- [TEXT TO READ]:

* begin *

# Scent free goats



## rainygardener (Apr 8, 2009)

Please forgive me for asking this question, I mean no offense. I love goats, they are sweet and I'd love to have a few for daily production, but just can't stand the smell. Are there any breeds that have less of an odor than others?


----------



## RiverPines (Dec 12, 2006)

What smell? Bucks smell during rut. Poo smells. All animals have their own distinct odor. 
So are you talking about that buck odor, poo odor, or just their natural scent that tells the nose your not smelling a dog?

The bucky odor can be solved by not having any bucks.
The poo odor can be kept hardly detectable by keeping pens clean.

Their natural scent that makes them smell like a goat and not a dog will never change. A dog smells like a dog, a cat like a cat and a goat like a goat, no matter what the breeds. But unless I am actually sniffing them close, I dont notice any smell to goats.


----------



## LFmenagerie (Mar 29, 2007)

interesting, isn't it. I loved the smell of my horse. My husband talked me into a donkey when I was missing the horse. Donkeys don't smell like horses. In fact they smell more like unwashed human hair. And other people might say, "No they dont!". But to me they did.
Now goats...The bucks stink when in rut. Some more all through the year and others mostly just during rut. I also heard that some stink more than others, it could depend on age and/or breed. I have not that much experience. My Pygmy buck stunk more than my Alpine buck. Was it age (he was older) or breed, I know not. But he also stunk for longer. Also when they were housed near does that go into heat they can stink longer. I don't notice a 'stink' on the does. But then my nose is not offended by the general goat 'boquet' at all. 
I guess IMO the bucks are the stinkers. The does don't stink.
If that helps.
As Riverpines stated, is the barn clean?
Pam


----------



## nehimama (Jun 18, 2005)

Hm. *My* goats don't stink. And I am up close & personal with them when milking . . . .

NeHi


----------



## jil101ca (Jul 2, 2007)

My boys are a bit smelly but not the girls. The family dog smell worse than the goats.


----------



## pokyone42 (Mar 1, 2006)

My goats do not smell at all, other than like alfalfa, and I LOVE that smell!  Bucks DO smell during rut. (Breeding season.)


----------



## Minelson (Oct 16, 2007)

* end *

- [PROBLEM 1]:
Retype the listing from its first line through the line with "column 172, row 257", keeping both of those lines and everything between them unchanged.

- [EXTRACTED MATERIAL]:
* begin *

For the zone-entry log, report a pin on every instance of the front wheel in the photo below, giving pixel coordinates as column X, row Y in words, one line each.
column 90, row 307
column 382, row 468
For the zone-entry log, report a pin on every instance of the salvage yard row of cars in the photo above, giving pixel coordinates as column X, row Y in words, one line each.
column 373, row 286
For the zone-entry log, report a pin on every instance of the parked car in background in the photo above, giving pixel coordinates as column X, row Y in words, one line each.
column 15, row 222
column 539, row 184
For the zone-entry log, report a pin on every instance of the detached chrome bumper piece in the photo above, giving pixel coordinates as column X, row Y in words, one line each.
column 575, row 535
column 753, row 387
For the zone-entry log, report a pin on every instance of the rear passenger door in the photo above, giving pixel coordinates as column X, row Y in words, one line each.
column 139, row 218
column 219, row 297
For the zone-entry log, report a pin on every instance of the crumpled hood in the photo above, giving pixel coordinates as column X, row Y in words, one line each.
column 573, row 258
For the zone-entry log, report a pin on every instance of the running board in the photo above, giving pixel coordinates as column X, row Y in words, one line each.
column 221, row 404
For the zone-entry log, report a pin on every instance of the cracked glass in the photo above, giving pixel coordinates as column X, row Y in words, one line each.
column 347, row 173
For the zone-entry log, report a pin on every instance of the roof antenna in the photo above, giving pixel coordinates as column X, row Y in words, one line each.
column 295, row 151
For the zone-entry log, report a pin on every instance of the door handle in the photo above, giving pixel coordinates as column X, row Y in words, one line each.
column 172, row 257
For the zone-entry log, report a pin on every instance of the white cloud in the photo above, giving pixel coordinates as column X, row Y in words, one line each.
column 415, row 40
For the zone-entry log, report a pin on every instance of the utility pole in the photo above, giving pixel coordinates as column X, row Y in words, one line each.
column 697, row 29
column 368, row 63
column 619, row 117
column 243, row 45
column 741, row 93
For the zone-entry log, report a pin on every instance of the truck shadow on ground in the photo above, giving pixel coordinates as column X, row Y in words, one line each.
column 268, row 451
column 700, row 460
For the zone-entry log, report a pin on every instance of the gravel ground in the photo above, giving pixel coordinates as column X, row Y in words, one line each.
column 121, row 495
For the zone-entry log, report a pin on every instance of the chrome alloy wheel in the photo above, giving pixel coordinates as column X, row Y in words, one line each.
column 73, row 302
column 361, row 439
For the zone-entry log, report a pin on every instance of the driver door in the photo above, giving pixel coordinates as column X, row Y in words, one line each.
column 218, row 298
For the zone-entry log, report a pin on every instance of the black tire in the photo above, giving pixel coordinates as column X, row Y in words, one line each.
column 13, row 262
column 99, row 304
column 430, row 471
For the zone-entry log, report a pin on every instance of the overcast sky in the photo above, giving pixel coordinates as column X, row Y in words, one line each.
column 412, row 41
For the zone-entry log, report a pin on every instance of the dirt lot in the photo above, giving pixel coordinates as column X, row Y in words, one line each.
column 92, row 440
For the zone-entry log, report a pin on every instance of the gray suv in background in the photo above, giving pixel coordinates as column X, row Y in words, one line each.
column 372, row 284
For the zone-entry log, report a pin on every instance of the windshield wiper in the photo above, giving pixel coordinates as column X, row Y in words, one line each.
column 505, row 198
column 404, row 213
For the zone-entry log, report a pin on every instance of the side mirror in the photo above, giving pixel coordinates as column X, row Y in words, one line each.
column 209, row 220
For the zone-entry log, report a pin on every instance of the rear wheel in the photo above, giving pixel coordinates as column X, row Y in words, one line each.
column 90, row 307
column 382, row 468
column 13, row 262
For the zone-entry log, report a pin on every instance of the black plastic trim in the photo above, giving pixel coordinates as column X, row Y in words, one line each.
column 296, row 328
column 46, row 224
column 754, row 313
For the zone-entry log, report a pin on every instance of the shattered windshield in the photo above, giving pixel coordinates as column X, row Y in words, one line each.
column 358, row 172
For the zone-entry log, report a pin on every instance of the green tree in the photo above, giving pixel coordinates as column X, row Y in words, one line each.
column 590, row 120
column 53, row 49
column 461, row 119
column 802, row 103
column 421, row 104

* end *

- [PROBLEM 2]:
Write what comes next in the forum thread about goat odor, picking up right after its last line.

- [WRITTEN REPLY 1]:
For the zone-entry log, report a pin on every instance of the front wheel in the photo below, giving pixel coordinates as column X, row Y in words, one line each.
column 90, row 307
column 382, row 468
For the zone-entry log, report a pin on every instance of the salvage yard row of cars in the photo above, giving pixel coordinates as column X, row Y in words, one line each.
column 373, row 286
For the zone-entry log, report a pin on every instance of the parked car in background in the photo above, giving pixel coordinates as column X, row Y in words, one line each.
column 15, row 222
column 539, row 184
For the zone-entry log, report a pin on every instance of the detached chrome bumper piece in the photo above, giving pixel coordinates as column X, row Y in words, one line each.
column 575, row 535
column 753, row 387
For the zone-entry log, report a pin on every instance of the rear passenger door in the photo above, giving pixel coordinates as column X, row Y in words, one line each.
column 139, row 218
column 219, row 297
For the zone-entry log, report a pin on every instance of the crumpled hood in the photo above, giving pixel coordinates as column X, row Y in words, one line each.
column 573, row 258
For the zone-entry log, report a pin on every instance of the running board in the photo above, giving pixel coordinates as column X, row Y in words, one line each.
column 221, row 404
For the zone-entry log, report a pin on every instance of the cracked glass in the photo above, giving pixel coordinates as column X, row Y in words, one line each.
column 347, row 173
For the zone-entry log, report a pin on every instance of the roof antenna in the photo above, giving pixel coordinates as column X, row Y in words, one line each.
column 295, row 151
For the zone-entry log, report a pin on every instance of the door handle in the photo above, giving pixel coordinates as column X, row Y in words, one line each.
column 172, row 257

- [WRITTEN REPLY 2]:
My goats don't smell (2 does and a wether) Their poop doesn't smell or attract flies either. My horses have a distinct horse smell that I love...but not the goats...nothing.


----------



## cjb (May 2, 2006)

I think the goats smell less than any of our other animals. The dog defiitely smells more, the horses do too (although I love that smell), the cow smells alot and the ducks and chickens.. well now. Male goats smell horrific, IMO, which is why I borrow one rather than keeping one. I can lean right into our does when milking and I don't smell anything and I am picky about stinkage.


----------



## 4Hmomwyo (May 7, 2007)

Even bucks don't have to smell bad, it is pretty common around here to cauterize the scent glands located between the horn buds when dis-budding. We did that with our buck, and it's totally worth it! We have a buck and he only has a slight smell during the rut when he pees on his front legs and beard--unfortunately we haven't found a solution for that yet!!!


----------



## chamoisee (May 15, 2005)

The local toy store might have some of the plush breed.


----------



## shelleydar (Mar 2, 2008)

I've got a REALLY sensitive nose and my girls don't smell - at least my goat girls...now the chickens is another story...


----------



## kreddish (Mar 17, 2009)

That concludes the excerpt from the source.